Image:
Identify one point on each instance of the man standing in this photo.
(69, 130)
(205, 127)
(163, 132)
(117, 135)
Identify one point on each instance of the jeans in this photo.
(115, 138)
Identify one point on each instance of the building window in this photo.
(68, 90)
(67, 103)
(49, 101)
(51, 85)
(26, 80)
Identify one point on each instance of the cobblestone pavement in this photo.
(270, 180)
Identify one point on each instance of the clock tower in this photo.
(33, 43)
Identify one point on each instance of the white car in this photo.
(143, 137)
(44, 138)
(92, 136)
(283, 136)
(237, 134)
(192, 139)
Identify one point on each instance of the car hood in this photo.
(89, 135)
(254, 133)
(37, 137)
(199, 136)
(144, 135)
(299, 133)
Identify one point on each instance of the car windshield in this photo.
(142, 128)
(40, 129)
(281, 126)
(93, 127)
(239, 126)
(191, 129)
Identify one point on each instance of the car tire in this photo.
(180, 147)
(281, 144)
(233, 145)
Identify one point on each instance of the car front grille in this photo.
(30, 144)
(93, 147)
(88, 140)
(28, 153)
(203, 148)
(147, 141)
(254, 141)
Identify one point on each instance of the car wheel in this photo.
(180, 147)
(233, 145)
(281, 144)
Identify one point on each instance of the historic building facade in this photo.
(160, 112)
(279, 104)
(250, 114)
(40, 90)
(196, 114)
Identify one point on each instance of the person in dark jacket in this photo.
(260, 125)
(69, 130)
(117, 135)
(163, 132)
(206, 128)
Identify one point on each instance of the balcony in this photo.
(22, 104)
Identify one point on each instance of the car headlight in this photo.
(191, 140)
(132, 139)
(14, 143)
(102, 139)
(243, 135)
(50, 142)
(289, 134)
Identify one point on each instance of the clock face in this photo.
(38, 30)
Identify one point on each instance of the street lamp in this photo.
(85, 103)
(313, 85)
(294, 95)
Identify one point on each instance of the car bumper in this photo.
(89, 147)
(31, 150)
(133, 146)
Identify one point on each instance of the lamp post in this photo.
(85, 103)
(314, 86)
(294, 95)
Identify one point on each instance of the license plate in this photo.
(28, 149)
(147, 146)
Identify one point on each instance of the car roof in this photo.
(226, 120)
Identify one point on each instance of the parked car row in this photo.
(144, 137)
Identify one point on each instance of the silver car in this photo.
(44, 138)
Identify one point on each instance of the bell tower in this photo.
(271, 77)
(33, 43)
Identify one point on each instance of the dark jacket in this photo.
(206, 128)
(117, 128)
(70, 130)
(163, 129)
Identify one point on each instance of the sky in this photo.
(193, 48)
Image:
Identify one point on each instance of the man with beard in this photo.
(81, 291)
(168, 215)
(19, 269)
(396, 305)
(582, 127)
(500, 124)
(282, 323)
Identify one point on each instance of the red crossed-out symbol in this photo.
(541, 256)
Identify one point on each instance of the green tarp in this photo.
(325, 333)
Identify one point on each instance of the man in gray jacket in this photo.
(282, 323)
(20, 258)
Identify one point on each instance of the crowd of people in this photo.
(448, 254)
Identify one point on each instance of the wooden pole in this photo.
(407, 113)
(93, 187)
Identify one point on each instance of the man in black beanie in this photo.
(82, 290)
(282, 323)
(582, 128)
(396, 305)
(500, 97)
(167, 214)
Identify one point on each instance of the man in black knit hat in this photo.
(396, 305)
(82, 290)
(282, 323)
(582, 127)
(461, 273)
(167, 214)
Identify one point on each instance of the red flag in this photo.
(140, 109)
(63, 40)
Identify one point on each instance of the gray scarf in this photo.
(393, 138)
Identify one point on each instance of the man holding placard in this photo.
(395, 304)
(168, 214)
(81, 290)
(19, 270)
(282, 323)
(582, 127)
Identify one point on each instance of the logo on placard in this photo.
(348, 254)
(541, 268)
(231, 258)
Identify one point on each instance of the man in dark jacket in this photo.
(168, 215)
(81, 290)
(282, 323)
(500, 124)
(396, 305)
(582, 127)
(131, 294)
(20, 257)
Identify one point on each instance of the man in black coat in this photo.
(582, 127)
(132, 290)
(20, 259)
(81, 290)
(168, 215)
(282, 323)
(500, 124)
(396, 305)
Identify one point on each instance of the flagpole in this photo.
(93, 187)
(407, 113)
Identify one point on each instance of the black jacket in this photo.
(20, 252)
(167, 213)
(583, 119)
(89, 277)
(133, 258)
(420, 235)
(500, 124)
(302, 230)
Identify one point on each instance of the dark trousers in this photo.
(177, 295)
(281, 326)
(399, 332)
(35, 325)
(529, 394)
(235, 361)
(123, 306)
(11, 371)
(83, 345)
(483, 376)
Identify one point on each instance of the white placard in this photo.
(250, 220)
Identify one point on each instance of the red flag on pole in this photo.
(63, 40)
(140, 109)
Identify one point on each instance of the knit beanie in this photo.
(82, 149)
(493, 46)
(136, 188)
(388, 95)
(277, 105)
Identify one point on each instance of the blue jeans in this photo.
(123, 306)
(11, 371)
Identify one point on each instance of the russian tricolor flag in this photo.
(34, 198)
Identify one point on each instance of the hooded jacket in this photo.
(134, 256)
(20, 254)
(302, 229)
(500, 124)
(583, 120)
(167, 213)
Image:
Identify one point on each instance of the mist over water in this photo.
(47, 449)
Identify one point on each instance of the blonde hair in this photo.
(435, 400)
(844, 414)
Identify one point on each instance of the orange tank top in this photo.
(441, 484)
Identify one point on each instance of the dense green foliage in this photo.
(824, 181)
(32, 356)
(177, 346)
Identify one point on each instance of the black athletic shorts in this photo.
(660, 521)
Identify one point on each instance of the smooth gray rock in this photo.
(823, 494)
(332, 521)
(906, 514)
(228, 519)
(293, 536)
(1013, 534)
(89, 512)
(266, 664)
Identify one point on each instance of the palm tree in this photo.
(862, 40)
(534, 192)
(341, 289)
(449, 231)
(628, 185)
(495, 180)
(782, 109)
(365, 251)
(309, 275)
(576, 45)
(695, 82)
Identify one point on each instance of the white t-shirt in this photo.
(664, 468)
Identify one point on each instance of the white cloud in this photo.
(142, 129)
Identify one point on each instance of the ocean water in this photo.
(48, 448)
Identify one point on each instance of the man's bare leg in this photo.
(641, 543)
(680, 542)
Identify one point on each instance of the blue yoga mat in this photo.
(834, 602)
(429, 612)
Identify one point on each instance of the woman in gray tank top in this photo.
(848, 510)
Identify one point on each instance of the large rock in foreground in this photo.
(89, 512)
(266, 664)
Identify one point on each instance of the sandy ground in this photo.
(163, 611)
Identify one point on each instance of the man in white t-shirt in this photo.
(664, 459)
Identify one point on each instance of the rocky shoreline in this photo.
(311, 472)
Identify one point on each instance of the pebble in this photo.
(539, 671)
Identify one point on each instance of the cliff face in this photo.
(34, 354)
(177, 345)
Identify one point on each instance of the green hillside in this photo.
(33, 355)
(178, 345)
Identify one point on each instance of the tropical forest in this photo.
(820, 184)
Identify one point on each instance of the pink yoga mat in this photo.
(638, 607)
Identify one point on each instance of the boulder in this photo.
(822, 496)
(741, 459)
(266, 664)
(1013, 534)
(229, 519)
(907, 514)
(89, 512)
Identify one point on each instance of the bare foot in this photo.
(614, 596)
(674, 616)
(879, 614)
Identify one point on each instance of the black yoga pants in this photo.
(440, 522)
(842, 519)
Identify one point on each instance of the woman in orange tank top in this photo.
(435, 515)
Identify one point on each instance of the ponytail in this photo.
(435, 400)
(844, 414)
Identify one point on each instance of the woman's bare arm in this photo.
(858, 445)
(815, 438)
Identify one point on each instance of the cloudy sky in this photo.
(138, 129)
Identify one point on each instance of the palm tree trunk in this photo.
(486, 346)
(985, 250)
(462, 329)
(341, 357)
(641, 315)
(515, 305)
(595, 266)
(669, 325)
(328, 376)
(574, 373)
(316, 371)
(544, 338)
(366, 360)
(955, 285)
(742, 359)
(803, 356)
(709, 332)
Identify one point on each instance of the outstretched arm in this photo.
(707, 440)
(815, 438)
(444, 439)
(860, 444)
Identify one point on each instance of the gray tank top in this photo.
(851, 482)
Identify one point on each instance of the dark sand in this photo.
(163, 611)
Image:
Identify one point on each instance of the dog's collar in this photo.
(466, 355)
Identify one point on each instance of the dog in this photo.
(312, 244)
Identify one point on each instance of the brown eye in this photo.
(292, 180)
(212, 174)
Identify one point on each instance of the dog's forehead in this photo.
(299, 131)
* * *
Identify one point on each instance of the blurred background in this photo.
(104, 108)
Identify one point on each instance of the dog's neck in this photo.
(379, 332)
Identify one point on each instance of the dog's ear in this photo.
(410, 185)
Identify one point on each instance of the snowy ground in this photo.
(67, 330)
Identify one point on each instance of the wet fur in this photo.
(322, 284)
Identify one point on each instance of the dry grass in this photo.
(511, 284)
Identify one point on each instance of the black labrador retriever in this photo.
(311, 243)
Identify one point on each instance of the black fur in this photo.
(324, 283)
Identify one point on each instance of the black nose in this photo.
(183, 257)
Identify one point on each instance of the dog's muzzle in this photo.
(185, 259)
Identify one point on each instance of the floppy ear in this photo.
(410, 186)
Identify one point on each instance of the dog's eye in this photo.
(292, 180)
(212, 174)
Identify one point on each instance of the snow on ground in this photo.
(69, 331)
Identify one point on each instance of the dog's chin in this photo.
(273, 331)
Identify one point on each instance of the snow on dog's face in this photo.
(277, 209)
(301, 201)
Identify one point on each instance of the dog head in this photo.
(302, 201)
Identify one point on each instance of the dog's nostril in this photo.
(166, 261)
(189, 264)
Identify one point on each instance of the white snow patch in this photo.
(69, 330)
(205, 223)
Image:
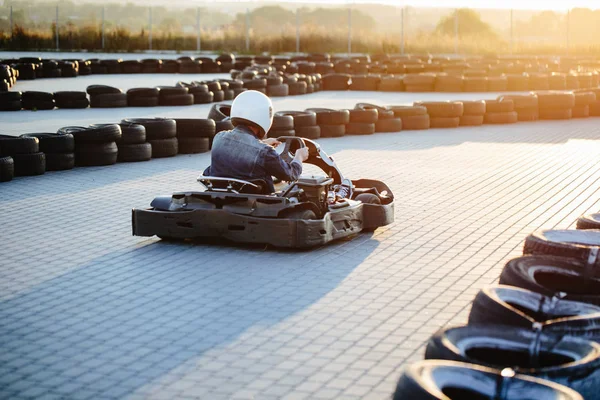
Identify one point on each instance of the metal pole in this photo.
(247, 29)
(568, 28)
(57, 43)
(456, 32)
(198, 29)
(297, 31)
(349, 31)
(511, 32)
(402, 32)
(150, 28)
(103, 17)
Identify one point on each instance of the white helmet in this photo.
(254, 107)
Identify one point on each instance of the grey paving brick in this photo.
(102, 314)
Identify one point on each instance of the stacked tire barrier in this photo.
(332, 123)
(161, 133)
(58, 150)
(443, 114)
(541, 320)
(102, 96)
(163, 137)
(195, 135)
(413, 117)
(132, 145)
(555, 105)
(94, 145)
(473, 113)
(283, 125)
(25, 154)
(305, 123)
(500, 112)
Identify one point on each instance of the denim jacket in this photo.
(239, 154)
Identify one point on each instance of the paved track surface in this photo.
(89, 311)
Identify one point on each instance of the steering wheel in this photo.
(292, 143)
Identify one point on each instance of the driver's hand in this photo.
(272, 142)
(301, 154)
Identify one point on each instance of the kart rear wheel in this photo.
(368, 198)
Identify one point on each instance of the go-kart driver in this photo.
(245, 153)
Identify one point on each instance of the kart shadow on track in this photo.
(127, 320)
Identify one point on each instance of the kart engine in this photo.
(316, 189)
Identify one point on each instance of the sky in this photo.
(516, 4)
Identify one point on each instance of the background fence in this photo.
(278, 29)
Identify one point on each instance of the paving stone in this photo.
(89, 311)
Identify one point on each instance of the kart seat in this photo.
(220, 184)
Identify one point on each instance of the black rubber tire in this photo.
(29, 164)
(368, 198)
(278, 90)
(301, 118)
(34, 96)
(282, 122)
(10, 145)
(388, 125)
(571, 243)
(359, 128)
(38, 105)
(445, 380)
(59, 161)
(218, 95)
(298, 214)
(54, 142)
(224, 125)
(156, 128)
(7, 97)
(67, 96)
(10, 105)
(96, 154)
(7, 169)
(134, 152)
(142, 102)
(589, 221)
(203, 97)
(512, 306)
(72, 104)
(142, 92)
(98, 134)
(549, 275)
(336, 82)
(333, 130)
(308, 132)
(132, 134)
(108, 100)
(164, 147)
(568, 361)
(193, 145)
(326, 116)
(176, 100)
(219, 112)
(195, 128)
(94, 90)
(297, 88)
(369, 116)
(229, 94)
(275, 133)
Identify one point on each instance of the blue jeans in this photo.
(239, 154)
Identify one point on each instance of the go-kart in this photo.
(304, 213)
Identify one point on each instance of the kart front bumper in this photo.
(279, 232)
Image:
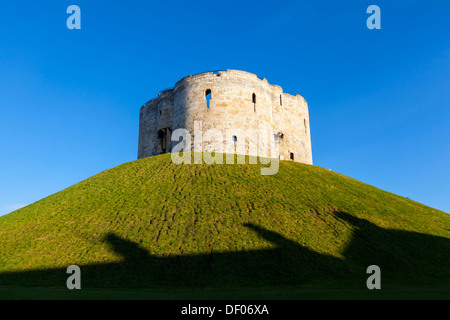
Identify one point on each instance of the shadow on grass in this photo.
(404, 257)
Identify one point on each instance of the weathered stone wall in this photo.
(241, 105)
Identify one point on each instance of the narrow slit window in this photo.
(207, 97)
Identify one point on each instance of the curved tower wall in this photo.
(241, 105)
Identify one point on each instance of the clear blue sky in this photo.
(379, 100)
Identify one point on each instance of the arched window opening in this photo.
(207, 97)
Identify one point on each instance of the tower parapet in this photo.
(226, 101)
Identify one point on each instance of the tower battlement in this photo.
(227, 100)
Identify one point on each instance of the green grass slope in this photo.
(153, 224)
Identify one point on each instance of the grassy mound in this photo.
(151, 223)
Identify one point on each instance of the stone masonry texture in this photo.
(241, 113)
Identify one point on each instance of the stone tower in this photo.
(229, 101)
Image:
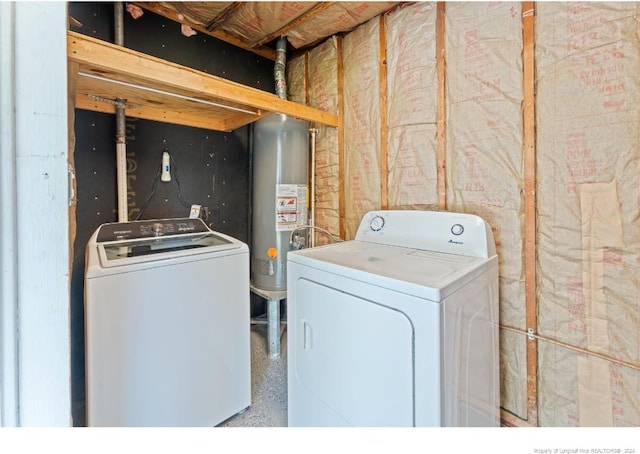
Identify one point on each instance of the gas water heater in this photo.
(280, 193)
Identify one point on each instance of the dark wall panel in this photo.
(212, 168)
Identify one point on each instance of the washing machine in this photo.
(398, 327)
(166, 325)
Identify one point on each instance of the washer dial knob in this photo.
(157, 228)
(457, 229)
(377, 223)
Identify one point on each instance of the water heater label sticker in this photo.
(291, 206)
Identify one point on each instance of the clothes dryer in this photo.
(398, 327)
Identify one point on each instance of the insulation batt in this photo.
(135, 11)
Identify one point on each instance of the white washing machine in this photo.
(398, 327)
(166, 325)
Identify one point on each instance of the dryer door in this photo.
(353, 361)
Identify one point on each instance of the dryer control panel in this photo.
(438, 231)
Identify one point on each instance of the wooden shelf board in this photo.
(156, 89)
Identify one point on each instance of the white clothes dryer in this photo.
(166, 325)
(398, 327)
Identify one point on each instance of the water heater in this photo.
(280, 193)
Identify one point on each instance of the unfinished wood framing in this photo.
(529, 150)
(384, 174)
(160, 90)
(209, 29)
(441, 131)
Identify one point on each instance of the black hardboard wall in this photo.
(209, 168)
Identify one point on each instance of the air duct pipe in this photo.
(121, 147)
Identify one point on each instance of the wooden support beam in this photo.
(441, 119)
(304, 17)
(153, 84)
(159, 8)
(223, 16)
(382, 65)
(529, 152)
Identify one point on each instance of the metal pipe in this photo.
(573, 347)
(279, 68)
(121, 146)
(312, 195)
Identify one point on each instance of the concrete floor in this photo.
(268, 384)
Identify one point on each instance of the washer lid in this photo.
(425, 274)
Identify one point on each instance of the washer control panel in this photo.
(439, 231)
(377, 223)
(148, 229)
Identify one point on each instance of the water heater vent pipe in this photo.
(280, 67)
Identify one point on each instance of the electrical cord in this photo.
* * *
_Work item_
Reproduce only the lines above, starting at the line with "Identify one point on each instance of the water heater vent" and ending at the line with "Identify one point on each instance of the electrical", exactly as written.

_Output_
Identify one point on each instance of the water heater vent pipe in this photo.
(280, 67)
Identify one point on each instance of the electrical cord in this photo.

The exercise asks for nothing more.